### Document excerpt:

###

The debate about medical scheme tax credits and National Health Insurance (NHI) frequently oversimplifies complex fiscal and institutional issues. This risks undermining legitimate policy goals, including equity, financial protection and the stabilisation of a mixed health system. Several claims made in an article by Olive Shisana about the role of medical tax credits (MTC), the interpretation of the NHI Act and the constitutional responsibilities of ministers are the result of such oversimplification and lead her, in our opinion, to erroneous conclusions.
Let us start with Shisana’s allegations that the minister of finance, in not removing the tax credits for taxpayers who have contributed to medical schemes, contravenes legislation and “contradicts the constitutional process”.
She makes this claim on three grounds. First, the NHI Act was passed by the legislature in 2023 and signed into law by the President in 2024, and the law says that the NHI will be funded, in part, from the increased taxes the fiscus will receive when medical scheme tax credits are removed. This, she says, is the will of the people and individual Cabinet ministers may not override it.
However, the will of the people is primarily expressed through parliamentary elections every four years. The individual laws passed by the elected Parliament are not necessarily supported by the majority who elected the winning party and the electorate only gets its opportunity to indicate approval or otherwise when the next election comes around. There was a noticeable loss of electoral support for the ANC, despite the very public signing of the legislation during the 2024 general elections. Far from being an endorsement of the legislation, it could reasonably be interpreted as a rejection by the “collective will”. Indeed, the electorate supported other parties, many of which oppose aspects of the NHI Act, particularly as it affects medical schemes. A major source of disagreement within the Government of National Unity since it was formed, is precisely this NHI Act and how the NHI might be funded. When governments change, especially when the parties constituting a government change, and the Cabinet changes, policies made by a previous Parliament may change too. That is constitutional democracy.
Shisana anticipated this response to her first argument in her second argument, which asserted that there had been extensive grassroots consultation across the country and that this consultation endorsed the NHI Bill, including its position on medical aid tax credits. This is disingenuous. In the first instance, the procedural validity of the parliamentary process leading up to the passage of the NHI Bill is a matter before the Constitutional Court – the argument being that the legislation was hastened through without proper consideration of the inputs made to both the national and provincial legislatures. Second, public participation is essential, but it does not equate to universal agreement nor does it substitute for implementability assessments, costings, actuarial analysis and system-readiness evaluations – none of which have been provided by government to date.

###

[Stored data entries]
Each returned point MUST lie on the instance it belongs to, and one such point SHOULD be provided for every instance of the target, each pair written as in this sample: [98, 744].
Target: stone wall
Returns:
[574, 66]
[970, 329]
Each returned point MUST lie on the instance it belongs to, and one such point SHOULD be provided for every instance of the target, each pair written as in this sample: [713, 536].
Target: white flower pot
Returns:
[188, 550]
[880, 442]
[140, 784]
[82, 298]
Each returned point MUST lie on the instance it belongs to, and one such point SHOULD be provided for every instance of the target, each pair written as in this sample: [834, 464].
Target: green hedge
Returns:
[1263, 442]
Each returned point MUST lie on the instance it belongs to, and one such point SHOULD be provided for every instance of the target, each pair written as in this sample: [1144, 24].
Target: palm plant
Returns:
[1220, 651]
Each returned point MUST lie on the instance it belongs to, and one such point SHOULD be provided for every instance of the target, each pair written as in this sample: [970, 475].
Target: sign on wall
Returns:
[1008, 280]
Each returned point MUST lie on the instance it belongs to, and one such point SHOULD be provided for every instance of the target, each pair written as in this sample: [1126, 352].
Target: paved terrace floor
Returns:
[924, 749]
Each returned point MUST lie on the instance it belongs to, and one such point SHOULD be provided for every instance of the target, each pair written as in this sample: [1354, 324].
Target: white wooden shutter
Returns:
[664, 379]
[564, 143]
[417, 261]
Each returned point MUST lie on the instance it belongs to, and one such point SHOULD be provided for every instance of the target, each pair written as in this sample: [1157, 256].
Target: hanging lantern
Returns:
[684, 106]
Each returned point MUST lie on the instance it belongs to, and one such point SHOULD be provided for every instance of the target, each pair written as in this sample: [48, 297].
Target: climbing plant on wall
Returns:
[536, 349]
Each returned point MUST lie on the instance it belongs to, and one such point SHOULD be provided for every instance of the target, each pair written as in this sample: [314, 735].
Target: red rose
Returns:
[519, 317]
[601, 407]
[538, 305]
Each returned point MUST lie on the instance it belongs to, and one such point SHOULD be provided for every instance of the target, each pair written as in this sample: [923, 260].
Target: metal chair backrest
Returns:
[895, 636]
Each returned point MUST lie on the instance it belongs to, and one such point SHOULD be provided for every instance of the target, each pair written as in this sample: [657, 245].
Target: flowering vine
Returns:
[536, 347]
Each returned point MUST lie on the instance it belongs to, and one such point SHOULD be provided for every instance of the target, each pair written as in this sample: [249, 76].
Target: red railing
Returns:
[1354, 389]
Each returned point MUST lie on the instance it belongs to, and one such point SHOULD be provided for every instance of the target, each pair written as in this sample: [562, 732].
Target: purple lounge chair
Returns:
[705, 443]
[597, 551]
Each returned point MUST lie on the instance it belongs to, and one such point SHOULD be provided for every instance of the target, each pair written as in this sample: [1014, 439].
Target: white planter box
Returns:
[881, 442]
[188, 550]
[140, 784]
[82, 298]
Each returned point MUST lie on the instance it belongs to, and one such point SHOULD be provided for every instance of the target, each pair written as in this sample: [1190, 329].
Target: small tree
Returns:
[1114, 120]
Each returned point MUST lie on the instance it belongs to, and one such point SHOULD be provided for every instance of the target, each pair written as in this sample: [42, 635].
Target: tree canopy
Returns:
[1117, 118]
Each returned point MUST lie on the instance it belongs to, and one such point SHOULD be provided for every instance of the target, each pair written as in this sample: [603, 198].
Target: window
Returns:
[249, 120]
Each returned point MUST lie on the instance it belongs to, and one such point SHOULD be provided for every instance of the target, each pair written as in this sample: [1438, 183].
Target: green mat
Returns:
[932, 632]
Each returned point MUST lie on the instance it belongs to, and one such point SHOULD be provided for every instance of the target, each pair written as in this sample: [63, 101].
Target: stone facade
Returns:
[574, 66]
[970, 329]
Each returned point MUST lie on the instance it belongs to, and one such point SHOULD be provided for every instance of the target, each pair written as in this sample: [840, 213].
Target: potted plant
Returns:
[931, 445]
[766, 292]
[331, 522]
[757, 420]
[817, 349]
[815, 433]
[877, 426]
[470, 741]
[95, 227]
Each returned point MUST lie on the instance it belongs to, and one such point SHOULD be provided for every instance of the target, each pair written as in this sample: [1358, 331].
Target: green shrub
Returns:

###

### Exercise instructions:
Write the next part of the commentary on medical scheme tax credits and National Health Insurance, beginning after its final sentence and turning to the third of Shisana's grounds.

### Result for this task:
Shisana’s third criticism of the minister of finance as undermining democratic decision-making is that “(t)he minister of finance’s role is to allocate funds to implement laws passed by Parliament and signed by the president”. His failure to reallocate the MTC to the NHI Fund, she says, “creates the perception that one individual can override the collective will of the nation”.
But this misstates how South Africa’s constitutional and fiscal architecture functions. While the NHI Act contains an enabling clause regarding potential sources of funding, it does not and cannot constitute an automatic appropriation. It does not override the annual budget process. The NHI Act, quite simply, is not a money bill. The Constitution explicitly assigns the minister of finance (who has the sole authority to introduce a money bill) in conjunction with Parliament the responsibility for safeguarding the public finances, setting fiscal policy and ensuring budget sustainability. But budget appropriation requires legislation approved by Parliament – which is why it is called a budget “vote”. This is a constitutional safeguard designed to prevent arbitrary fiscal decisions. It is therefore incorrect to imply that the minister can or must reallocate credits absent an appropriation act that specifies the amount, the year and the conditions. It is the majority coalition of parties that will sign off on the budget and take responsibility for what happens to the MTC.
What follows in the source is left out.